● **Supplied text**
######

The grant or denial of the request is within the sole discretion of

the Court. Filing a request for an attorney does not extend your time

in which to file a civil action. Both the request and the civil action

must be filed within the time limits as stated in the paragraph above

("Right to File A Civil Action").

FOR THE COMMISSION:

______________________________

Carlton M. Hadden, Director

Office of Federal Operations

August 16, 2000

__________________

Date

CERTIFICATE OF MAILING

For timeliness purposes, the Commission will presume that this decision

was received within five (5) calendar days after it was mailed. I certify

that this decision was mailed to complainant, complainant's representative

(if applicable), and the agency on:

__________________

Date

______________________________

1On November 9, 1999, revised regulations governing the EEOC's federal

sector complaint process went into effect. These regulations apply to all

federal sector EEO complaints pending at any stage in the administrative

process. Consequently, the Commission will apply the revised regulations

found at 64 Fed. Reg. 37,644 (1999), where applicable, in deciding the

present appeal. The regulations, as amended, may also be found at the

Commission's website at www.eeoc.gov.

2The agency determined that complainant filed the complaint with the

inappropriate agency because he informed the EEO Counselor that the

Department of the Army discriminated against him. However, based on the

appeal record at the Commission, we find that complainant is claiming that

he was employed by the Department of the Navy and the staffing firm, and

by the Department of the Army and the staffing firm, because each agency

had a contract with the staffing firm, and because complaint provided

optometry services to both agencies under the terms of these contracts.

We note that complainant filed separate complaints against each party

and that the Department of the Army's dismissal of the complaint is

currently on appeal before the Commission as EEOC Appeal No. 01A04012.

######

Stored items
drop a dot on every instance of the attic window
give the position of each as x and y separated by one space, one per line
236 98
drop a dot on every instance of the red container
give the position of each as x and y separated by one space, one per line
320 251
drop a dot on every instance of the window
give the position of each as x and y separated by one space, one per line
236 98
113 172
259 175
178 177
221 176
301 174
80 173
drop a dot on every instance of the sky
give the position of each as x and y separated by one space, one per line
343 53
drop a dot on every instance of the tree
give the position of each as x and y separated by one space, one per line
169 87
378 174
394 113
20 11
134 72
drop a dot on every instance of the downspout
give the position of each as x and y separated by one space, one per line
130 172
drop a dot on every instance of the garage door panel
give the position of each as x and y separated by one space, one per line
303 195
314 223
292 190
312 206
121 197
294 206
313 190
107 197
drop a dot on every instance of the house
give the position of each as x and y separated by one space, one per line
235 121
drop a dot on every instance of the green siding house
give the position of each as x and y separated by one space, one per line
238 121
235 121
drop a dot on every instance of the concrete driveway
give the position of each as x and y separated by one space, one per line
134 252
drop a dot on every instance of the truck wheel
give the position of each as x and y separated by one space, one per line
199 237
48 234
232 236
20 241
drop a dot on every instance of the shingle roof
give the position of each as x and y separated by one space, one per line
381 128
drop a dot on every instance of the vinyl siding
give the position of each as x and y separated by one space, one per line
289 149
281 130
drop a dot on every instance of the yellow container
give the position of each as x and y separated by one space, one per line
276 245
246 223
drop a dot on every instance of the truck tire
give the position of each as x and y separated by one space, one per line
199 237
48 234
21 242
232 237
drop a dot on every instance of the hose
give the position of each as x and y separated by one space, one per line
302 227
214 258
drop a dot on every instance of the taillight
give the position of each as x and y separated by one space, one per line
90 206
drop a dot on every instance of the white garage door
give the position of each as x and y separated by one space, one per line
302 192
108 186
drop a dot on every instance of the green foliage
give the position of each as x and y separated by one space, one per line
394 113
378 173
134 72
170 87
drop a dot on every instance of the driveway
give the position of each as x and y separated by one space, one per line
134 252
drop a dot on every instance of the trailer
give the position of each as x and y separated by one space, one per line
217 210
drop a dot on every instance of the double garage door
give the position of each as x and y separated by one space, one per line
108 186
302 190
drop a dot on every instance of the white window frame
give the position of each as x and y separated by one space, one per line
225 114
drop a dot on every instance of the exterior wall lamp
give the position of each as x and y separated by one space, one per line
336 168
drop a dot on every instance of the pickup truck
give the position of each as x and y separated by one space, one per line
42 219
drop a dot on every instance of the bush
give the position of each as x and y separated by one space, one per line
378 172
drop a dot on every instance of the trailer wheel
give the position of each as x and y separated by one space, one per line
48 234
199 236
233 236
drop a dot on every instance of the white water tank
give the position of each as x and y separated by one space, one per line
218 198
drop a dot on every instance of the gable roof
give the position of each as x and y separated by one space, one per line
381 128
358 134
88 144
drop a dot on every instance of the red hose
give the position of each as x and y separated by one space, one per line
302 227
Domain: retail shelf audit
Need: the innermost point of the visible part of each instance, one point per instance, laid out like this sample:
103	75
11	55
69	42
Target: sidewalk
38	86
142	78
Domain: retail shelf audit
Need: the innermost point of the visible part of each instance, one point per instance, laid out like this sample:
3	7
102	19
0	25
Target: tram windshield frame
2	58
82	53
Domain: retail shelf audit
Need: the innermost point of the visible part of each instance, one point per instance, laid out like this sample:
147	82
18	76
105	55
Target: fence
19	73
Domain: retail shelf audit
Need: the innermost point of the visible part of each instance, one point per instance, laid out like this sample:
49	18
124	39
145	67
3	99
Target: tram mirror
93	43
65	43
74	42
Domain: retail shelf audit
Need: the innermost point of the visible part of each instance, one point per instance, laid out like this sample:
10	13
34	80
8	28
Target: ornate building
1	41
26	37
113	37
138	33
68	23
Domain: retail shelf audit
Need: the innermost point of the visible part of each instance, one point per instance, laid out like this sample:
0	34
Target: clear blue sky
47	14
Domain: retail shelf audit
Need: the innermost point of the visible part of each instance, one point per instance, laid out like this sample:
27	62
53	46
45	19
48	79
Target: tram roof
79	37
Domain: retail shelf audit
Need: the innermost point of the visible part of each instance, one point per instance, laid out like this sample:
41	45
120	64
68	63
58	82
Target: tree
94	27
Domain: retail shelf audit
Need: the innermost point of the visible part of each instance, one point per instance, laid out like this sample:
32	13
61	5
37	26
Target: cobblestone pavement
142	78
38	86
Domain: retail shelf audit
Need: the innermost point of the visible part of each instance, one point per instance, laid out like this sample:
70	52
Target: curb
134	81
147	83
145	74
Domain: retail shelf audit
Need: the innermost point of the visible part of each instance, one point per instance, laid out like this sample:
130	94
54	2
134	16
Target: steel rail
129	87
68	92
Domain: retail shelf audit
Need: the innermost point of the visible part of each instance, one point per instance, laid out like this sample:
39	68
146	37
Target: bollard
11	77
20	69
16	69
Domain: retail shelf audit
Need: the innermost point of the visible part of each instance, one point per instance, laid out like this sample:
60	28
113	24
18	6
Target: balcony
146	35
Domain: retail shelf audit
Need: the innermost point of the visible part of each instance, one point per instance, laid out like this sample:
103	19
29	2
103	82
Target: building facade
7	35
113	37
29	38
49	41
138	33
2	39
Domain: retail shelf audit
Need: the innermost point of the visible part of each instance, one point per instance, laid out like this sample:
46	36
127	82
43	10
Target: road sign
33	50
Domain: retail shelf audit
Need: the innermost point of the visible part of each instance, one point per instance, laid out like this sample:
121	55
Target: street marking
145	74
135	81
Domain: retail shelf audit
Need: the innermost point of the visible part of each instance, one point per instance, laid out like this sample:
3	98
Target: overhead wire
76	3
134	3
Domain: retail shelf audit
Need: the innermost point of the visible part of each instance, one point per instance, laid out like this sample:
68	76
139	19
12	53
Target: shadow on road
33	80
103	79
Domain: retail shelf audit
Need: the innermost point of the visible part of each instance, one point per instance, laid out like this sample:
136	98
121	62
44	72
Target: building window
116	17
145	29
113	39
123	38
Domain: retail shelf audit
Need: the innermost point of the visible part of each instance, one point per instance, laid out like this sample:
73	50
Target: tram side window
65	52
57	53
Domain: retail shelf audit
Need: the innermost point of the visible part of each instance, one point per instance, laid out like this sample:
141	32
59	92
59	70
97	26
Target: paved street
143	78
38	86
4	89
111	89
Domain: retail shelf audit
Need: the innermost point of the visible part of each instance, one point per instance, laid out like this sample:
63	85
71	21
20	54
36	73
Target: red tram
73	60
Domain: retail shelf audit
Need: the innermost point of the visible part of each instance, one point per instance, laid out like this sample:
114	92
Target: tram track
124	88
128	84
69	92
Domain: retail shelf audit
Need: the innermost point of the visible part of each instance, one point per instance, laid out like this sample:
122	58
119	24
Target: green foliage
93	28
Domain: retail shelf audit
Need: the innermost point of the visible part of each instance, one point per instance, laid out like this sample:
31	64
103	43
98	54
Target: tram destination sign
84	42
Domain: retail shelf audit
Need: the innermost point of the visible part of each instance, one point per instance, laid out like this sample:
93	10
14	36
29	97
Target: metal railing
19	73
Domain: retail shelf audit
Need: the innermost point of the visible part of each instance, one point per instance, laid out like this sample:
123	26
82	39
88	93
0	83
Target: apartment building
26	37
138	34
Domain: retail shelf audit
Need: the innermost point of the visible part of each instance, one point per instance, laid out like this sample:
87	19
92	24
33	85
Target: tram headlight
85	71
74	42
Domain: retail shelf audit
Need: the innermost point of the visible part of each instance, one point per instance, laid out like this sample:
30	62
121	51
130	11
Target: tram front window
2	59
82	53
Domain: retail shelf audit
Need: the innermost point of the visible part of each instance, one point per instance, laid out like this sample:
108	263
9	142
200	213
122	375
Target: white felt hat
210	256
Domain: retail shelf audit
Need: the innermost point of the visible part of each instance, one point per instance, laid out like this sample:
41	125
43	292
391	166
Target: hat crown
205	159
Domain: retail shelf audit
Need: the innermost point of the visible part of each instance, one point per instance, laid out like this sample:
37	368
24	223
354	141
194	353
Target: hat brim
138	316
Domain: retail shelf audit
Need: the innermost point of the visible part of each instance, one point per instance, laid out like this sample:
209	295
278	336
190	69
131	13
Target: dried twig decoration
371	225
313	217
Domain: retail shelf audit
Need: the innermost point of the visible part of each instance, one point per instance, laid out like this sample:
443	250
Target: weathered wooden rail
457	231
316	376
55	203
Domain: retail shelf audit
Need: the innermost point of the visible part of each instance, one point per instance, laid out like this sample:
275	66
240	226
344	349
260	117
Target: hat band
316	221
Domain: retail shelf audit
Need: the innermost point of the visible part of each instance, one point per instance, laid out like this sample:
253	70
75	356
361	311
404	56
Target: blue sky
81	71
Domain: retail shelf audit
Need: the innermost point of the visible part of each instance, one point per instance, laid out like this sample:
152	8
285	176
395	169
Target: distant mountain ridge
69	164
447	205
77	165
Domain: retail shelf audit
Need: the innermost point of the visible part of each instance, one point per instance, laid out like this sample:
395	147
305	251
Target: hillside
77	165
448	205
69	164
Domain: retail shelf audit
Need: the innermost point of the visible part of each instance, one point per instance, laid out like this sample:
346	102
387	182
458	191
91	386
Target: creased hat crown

######

● **Activities**
**A.** Update the appeal decision by rewriting everything from "by the Department of the Army" down to "of these contracts.", swapping "optometry services" for "medical services".
**B.** According to the appeal decision, on what date did the revised regulations governing the EEOC's federal sector complaint process go into effect?
These stored items have no connection to the appeal decision.

● **Task-by-task answers**
**A.**
by the Department of the Army and the staffing firm, because each agency

had a contract with the staffing firm, and because complaint provided

medical services to both agencies under the terms of these contracts.

**B.** November 9, 1999